Referring expression data
====
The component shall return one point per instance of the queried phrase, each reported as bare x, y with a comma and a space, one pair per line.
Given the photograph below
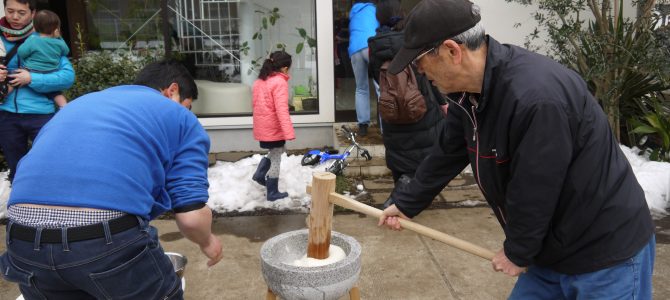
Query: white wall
500, 16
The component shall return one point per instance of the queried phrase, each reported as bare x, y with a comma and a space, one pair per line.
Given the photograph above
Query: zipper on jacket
474, 138
16, 92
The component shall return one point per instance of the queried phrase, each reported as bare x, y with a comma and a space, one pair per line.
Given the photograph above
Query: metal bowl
178, 262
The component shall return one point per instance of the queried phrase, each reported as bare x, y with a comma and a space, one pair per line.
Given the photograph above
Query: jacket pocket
138, 278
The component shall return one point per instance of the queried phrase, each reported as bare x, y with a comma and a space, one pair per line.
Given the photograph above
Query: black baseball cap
430, 22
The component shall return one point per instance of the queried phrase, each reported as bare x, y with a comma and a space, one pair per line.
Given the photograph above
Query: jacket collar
282, 75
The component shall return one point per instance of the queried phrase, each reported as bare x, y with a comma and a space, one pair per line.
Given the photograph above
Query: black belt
79, 233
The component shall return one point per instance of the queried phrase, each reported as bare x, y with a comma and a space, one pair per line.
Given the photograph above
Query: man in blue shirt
78, 221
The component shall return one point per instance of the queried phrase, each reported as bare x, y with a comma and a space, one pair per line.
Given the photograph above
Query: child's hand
20, 77
3, 73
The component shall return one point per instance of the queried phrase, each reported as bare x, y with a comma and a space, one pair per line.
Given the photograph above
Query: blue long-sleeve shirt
362, 25
126, 148
32, 99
====
No pictures go in the copy. Set down all the data exactly.

The component shall return one point per instance of the queried phrase, each reported as bare x, y with a comma and a space, one pair per line.
Given the photograph below
Query: white wall
500, 16
The component shall return one point per instance of the queried phrase, each reported as bare x, y with a comma and a space, one pair per line.
Given the photograph above
Query: zipper on jacket
474, 138
16, 92
The component shall return one point per instance of the queried phrase, each reported as bare x, y with a comma and a space, one pair per line.
Given the photograph above
Query: metal bowl
178, 262
The component shall return one point per instance of the queried phrase, each reported as bare x, y with a comma and a space, one pair per line.
Given the photograph above
Query: jacket pocket
138, 278
The component shall return one point per instance of the queried phrase, each reported as bare x, y with a comma and a space, one pair per line.
Given the photograph above
Query: black baseball cap
430, 22
The component shall return one point per instance of the queried phrase, each reported as bare x, y with a comma and a space, one pair per line.
Given the photograph above
Query: jacket collar
282, 75
The component shall return one point per instance of the queried phrase, each reported as bare x, y with a comma and a space, one pair per line.
Given the photograph above
Query: black belt
79, 233
The component shall return one point per instance of the queried phrase, each reported as bare x, y with a comma and a space, one pair per line.
Given the photograph above
Query: man in blue shirt
78, 221
The component shall return one point per instance of the queried phrase, each reported as bare x, y with a comma and a space, one pair per line.
Given the photograph above
Query: child's hand
20, 77
3, 73
The component shall return one point per instance of the queried phrase, each reported as bare x, y with a comma and a space, one pair per line.
Given the photograph above
Query: blue long-sleeve shirt
362, 25
126, 148
32, 99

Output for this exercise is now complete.